- [Provided records]:
------------------------------------------------------------

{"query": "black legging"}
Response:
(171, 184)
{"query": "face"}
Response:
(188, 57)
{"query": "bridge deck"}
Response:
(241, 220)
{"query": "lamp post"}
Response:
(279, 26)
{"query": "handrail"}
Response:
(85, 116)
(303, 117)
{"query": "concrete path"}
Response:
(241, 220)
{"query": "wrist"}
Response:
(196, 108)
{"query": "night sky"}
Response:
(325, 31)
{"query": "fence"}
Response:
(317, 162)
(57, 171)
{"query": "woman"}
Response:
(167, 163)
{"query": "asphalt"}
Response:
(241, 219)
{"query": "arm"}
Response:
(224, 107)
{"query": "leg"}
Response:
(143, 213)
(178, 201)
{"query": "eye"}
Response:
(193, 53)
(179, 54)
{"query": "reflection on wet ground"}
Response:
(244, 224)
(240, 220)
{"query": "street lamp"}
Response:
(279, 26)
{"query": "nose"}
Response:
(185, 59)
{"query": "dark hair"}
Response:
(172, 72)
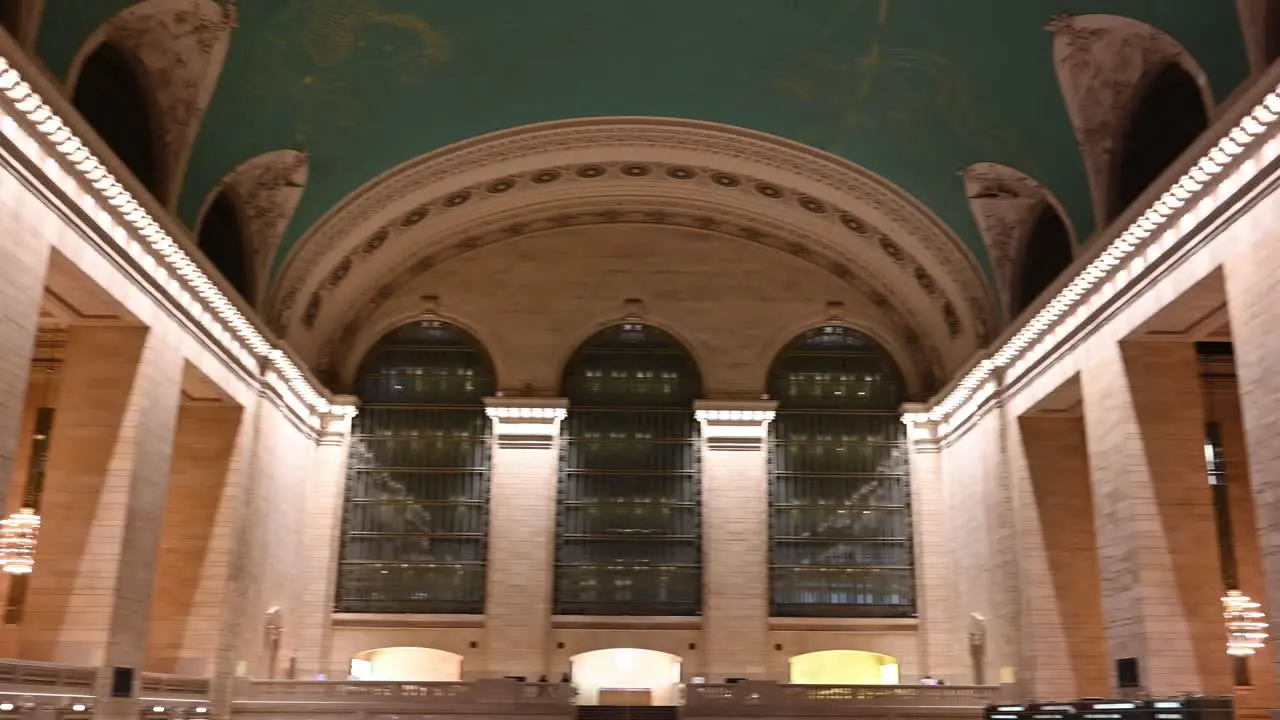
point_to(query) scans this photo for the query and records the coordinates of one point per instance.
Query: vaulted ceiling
(912, 90)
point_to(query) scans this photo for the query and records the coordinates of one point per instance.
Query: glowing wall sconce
(1246, 624)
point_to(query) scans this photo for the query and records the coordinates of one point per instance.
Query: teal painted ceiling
(913, 90)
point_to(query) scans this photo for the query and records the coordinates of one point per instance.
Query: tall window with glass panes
(416, 513)
(629, 524)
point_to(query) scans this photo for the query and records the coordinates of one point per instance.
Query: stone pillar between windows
(191, 579)
(1251, 295)
(1153, 515)
(524, 469)
(103, 504)
(327, 487)
(932, 545)
(1064, 637)
(1223, 406)
(232, 533)
(23, 265)
(735, 490)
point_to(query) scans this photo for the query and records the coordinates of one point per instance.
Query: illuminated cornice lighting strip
(109, 190)
(1106, 265)
(734, 415)
(526, 413)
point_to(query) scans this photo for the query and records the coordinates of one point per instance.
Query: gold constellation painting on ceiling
(328, 48)
(913, 98)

------------------------------------------------------------

- [Try it]: Exactly as written, reproduce all of the entries while dropping the pictures.

- [Final answer]:
{"query": "black legging"}
Response:
(171, 184)
{"query": "face"}
Response:
(188, 57)
{"query": "bridge deck"}
Response:
(241, 220)
{"query": "lamp post"}
Response:
(279, 26)
{"query": "handrail"}
Response:
(85, 116)
(303, 117)
{"query": "concrete path"}
Response:
(241, 220)
{"query": "wrist"}
Response:
(196, 108)
{"query": "night sky"}
Response:
(325, 31)
{"query": "fence"}
Response:
(317, 162)
(57, 171)
{"query": "woman"}
Response:
(167, 163)
{"query": "asphalt"}
Response:
(241, 219)
{"query": "arm"}
Response:
(224, 107)
{"query": "leg"}
Response:
(143, 213)
(178, 201)
{"query": "eye"}
Response:
(193, 53)
(179, 54)
{"query": "reflection on wet ground"}
Response:
(244, 224)
(240, 220)
{"query": "street lamp"}
Response:
(279, 26)
{"query": "nose"}
Response:
(185, 59)
{"query": "dark hair"}
Response:
(172, 72)
point_to(query) scans this photo for the query and records the coordinates of one point per instance.
Query: vaulted ceiling
(912, 90)
point_to(query) scans this photo for the query and records the coordinates of one point per instance.
Query: glowing wall sconce
(1246, 624)
point_to(query) scans this photo for the query and records the coordinates of one point per instance.
Query: teal painted ceiling
(913, 90)
point_to(query) scans this photo for the query and records the coordinates of one point per instance.
Query: tall window with glass panes
(416, 513)
(629, 524)
point_to(query) scans this photo for the query and records the coordinates of one point per instance.
Query: stone pillar between windows
(191, 579)
(1251, 295)
(1153, 515)
(524, 469)
(103, 504)
(327, 487)
(932, 545)
(1064, 637)
(1223, 406)
(232, 533)
(23, 265)
(735, 490)
point_to(query) scans this photo for the query and records the coordinates of one point per instance.
Query: illuminated cornice lighting strip
(109, 190)
(1106, 265)
(734, 415)
(526, 413)
point_to(query) scans this photo for the query and records the coordinates of one point per instance.
Query: gold constellation painting on ceiling
(328, 48)
(913, 98)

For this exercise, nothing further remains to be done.